----- Listed records

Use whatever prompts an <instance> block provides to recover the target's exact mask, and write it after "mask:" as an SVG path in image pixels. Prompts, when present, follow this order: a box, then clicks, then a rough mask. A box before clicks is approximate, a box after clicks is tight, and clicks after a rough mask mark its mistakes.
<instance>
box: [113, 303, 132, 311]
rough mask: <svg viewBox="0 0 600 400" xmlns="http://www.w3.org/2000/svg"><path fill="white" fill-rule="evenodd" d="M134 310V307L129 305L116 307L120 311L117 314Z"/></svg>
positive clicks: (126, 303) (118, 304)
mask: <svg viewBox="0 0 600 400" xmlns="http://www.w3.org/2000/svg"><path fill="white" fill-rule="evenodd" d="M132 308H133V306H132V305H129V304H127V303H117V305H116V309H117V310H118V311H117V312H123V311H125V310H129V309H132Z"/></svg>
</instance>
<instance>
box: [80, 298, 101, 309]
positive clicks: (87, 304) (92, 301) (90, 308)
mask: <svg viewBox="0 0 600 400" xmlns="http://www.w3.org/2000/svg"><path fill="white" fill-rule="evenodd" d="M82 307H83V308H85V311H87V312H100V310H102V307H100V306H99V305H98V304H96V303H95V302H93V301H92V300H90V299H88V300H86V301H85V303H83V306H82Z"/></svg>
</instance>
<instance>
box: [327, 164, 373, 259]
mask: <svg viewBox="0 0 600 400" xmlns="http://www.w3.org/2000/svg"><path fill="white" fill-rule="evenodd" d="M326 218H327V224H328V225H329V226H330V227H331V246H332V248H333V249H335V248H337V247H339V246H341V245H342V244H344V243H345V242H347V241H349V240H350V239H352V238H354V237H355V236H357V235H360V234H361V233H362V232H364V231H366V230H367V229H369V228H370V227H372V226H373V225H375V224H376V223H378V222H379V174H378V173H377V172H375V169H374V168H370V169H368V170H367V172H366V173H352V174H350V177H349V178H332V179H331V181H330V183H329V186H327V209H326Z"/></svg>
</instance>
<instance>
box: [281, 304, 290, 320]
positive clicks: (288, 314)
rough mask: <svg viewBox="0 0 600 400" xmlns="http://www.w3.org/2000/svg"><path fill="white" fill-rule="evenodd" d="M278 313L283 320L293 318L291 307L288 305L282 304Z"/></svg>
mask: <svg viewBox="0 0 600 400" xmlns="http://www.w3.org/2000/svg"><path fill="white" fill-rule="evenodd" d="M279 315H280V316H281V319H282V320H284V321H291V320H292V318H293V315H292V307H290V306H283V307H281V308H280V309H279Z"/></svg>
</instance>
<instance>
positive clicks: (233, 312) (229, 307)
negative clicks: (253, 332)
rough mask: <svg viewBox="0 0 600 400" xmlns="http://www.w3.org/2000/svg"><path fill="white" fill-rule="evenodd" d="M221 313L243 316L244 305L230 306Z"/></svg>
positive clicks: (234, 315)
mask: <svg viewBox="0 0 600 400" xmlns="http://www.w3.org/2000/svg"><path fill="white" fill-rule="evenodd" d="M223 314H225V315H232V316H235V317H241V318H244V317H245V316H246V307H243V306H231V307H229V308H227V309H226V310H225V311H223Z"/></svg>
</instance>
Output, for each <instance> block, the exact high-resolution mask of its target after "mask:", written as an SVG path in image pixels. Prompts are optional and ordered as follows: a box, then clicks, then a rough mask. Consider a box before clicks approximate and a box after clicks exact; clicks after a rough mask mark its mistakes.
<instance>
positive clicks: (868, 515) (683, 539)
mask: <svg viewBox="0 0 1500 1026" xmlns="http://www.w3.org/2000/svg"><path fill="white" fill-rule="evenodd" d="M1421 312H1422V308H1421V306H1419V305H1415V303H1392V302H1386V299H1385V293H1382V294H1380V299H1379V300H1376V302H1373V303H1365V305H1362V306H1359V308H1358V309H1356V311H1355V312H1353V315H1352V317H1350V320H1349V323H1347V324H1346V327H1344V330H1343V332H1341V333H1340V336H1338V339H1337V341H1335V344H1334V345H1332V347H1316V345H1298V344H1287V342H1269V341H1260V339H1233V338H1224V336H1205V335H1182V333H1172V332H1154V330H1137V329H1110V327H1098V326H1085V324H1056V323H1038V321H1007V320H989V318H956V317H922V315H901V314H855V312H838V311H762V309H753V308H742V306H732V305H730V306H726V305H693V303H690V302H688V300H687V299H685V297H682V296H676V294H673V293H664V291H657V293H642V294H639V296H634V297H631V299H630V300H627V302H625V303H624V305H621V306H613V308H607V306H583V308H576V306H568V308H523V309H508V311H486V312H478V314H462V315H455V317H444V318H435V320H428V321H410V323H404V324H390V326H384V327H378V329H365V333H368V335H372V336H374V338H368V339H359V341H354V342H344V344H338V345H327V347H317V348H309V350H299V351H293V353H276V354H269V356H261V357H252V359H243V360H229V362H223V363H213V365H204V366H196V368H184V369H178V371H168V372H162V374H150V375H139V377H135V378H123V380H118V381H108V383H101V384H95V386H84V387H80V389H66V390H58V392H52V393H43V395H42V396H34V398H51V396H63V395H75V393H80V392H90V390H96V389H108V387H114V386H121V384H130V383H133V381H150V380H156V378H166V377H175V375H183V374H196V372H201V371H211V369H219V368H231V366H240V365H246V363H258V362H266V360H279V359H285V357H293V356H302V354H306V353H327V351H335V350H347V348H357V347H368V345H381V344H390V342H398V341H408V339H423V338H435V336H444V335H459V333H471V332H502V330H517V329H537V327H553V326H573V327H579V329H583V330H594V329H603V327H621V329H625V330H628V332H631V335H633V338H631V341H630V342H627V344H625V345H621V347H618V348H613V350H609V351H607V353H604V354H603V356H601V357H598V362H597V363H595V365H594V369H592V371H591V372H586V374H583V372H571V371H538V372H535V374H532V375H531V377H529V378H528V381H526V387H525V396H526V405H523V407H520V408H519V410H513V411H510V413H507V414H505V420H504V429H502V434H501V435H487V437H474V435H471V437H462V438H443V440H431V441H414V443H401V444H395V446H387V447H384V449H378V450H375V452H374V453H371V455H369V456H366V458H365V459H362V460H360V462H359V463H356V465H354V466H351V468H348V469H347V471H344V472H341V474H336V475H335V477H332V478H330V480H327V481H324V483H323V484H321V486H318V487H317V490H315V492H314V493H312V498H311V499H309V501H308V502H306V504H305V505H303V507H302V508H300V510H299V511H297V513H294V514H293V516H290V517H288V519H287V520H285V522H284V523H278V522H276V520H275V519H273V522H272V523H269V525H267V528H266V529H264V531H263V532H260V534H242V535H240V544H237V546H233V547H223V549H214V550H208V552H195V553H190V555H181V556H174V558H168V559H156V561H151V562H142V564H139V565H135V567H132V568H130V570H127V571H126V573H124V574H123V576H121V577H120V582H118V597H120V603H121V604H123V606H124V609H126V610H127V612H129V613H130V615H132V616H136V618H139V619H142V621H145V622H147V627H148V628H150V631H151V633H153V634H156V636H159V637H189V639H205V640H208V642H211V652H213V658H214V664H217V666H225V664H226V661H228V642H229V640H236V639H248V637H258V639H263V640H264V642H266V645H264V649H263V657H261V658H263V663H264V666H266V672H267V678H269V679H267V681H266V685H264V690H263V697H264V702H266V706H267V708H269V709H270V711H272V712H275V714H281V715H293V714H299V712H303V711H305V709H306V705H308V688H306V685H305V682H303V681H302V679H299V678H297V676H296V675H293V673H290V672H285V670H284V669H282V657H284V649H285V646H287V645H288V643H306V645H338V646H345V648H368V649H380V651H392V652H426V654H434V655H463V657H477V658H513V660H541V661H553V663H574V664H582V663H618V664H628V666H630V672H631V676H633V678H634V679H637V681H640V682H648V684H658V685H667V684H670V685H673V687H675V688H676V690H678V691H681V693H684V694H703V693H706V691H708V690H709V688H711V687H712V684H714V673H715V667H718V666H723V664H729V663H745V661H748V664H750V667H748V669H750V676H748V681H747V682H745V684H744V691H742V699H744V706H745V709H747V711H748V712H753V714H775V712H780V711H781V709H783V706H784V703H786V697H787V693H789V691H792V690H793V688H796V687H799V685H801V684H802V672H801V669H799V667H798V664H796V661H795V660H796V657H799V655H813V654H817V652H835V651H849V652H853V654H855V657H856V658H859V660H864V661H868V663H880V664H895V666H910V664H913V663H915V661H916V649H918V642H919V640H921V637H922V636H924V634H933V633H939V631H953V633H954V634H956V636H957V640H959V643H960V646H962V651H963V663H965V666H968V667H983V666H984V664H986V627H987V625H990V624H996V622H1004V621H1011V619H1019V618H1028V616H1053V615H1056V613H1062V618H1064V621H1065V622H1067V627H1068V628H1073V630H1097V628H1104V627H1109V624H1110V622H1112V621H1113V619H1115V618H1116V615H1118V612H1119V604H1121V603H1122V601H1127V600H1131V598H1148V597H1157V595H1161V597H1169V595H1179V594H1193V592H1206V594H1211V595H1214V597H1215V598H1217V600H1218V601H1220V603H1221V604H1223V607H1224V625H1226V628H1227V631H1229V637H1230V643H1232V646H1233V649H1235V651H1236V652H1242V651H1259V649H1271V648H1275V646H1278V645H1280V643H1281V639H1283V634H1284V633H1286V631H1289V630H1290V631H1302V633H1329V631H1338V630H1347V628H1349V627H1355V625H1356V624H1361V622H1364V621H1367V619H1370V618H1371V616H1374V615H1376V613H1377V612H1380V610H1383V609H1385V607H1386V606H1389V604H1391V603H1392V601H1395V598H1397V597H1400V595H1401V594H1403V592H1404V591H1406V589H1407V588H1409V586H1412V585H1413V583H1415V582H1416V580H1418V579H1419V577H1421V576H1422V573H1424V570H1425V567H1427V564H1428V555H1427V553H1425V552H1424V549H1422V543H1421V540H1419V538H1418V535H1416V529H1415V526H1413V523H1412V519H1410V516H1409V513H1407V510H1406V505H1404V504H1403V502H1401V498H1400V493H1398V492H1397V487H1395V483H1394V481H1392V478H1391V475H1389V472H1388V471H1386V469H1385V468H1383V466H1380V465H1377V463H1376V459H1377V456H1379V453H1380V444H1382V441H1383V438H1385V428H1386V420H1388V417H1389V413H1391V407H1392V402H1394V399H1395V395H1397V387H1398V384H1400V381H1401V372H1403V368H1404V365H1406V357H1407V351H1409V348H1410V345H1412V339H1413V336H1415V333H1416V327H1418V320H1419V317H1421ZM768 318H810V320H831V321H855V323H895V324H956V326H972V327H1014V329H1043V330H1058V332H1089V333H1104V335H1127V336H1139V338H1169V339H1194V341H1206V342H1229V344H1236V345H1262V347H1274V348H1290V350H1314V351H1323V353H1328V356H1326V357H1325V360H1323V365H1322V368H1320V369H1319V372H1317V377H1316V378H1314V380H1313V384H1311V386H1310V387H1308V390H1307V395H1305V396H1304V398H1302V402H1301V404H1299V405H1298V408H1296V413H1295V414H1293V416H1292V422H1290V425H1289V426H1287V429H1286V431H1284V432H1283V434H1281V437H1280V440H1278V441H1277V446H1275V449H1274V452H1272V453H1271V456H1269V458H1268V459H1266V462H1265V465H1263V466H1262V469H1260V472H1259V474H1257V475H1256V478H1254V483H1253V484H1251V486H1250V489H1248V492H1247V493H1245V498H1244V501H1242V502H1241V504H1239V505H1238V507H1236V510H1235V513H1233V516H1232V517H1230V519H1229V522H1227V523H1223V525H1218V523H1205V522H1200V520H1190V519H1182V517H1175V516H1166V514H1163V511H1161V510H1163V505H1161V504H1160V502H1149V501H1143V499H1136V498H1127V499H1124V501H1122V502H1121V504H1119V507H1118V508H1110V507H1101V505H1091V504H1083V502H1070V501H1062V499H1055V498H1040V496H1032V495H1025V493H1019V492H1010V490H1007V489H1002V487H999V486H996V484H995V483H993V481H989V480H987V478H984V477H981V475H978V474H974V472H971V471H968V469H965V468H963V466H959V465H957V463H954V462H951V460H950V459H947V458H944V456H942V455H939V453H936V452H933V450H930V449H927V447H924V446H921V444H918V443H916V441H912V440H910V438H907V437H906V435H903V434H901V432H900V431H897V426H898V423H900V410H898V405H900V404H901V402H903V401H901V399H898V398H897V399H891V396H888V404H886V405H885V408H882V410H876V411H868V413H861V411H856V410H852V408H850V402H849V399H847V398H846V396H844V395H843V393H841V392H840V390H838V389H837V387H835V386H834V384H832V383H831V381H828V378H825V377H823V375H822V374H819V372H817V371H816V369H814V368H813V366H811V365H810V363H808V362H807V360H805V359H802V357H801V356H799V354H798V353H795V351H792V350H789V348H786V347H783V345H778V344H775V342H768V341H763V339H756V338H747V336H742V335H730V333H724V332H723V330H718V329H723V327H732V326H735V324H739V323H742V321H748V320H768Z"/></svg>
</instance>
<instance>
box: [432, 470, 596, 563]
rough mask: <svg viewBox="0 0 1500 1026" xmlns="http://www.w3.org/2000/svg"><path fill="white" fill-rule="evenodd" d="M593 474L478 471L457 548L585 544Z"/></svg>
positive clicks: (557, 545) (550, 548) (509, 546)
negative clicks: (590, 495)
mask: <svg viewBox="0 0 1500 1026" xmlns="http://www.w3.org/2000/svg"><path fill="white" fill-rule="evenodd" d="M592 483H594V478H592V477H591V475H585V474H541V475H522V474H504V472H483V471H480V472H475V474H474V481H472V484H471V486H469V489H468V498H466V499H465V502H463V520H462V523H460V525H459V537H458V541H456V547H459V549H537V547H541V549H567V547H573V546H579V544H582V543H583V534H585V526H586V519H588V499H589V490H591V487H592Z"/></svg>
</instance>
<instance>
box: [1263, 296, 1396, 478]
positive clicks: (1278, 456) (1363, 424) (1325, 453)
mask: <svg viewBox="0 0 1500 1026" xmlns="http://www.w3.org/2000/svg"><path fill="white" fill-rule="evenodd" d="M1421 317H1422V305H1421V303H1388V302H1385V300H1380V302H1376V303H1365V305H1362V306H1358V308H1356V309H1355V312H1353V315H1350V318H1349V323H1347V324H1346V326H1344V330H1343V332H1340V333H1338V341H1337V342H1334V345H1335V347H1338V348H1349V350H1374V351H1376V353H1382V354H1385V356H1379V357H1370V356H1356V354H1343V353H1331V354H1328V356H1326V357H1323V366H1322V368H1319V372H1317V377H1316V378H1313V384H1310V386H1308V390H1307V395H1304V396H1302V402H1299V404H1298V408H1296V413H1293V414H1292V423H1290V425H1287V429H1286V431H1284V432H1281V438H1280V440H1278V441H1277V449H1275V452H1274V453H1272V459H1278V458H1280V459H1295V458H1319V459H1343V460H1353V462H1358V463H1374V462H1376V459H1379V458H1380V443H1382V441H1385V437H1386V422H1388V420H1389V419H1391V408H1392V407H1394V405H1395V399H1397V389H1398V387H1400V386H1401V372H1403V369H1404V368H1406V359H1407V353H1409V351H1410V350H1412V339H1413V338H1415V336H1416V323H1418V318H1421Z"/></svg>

----------

What is needed: Rewrite the lines starting at the one containing "negative clicks: (590, 495)" and ending with the last of the items, changing "positive clicks" to "inclusion clicks" and leaving everything else untouched.

Written answer:
negative clicks: (590, 495)
mask: <svg viewBox="0 0 1500 1026" xmlns="http://www.w3.org/2000/svg"><path fill="white" fill-rule="evenodd" d="M592 483H594V478H592V477H591V475H585V474H541V475H522V474H504V472H483V471H480V472H475V474H474V481H472V484H471V486H469V489H468V498H466V499H465V502H463V520H462V523H460V525H459V537H458V541H456V547H459V549H537V547H541V549H567V547H573V546H579V544H582V543H583V534H585V526H586V519H588V499H589V490H591V487H592Z"/></svg>
</instance>
<instance>
box: [1263, 296, 1396, 478]
inclusion clicks: (1278, 456) (1363, 424) (1325, 453)
mask: <svg viewBox="0 0 1500 1026" xmlns="http://www.w3.org/2000/svg"><path fill="white" fill-rule="evenodd" d="M1421 317H1422V305H1421V303H1388V302H1385V300H1380V302H1376V303H1365V305H1362V306H1358V308H1356V309H1355V312H1353V315H1350V318H1349V323H1347V324H1346V326H1344V330H1343V332H1340V333H1338V341H1337V342H1334V345H1335V347H1338V348H1349V350H1374V351H1376V353H1382V354H1385V356H1379V357H1370V356H1356V354H1343V353H1331V354H1328V356H1326V357H1323V366H1322V368H1319V372H1317V377H1316V378H1313V384H1310V386H1308V390H1307V395H1304V396H1302V402H1299V404H1298V408H1296V413H1293V414H1292V423H1290V425H1287V429H1286V431H1284V432H1281V438H1280V440H1278V441H1277V449H1275V452H1274V453H1272V459H1278V458H1280V459H1295V458H1319V459H1343V460H1353V462H1358V463H1374V462H1376V459H1379V458H1380V443H1382V441H1385V437H1386V422H1388V420H1389V419H1391V408H1392V407H1394V405H1395V399H1397V389H1398V387H1400V386H1401V372H1403V369H1404V368H1406V359H1407V353H1409V351H1410V350H1412V339H1413V338H1415V336H1416V323H1418V318H1421Z"/></svg>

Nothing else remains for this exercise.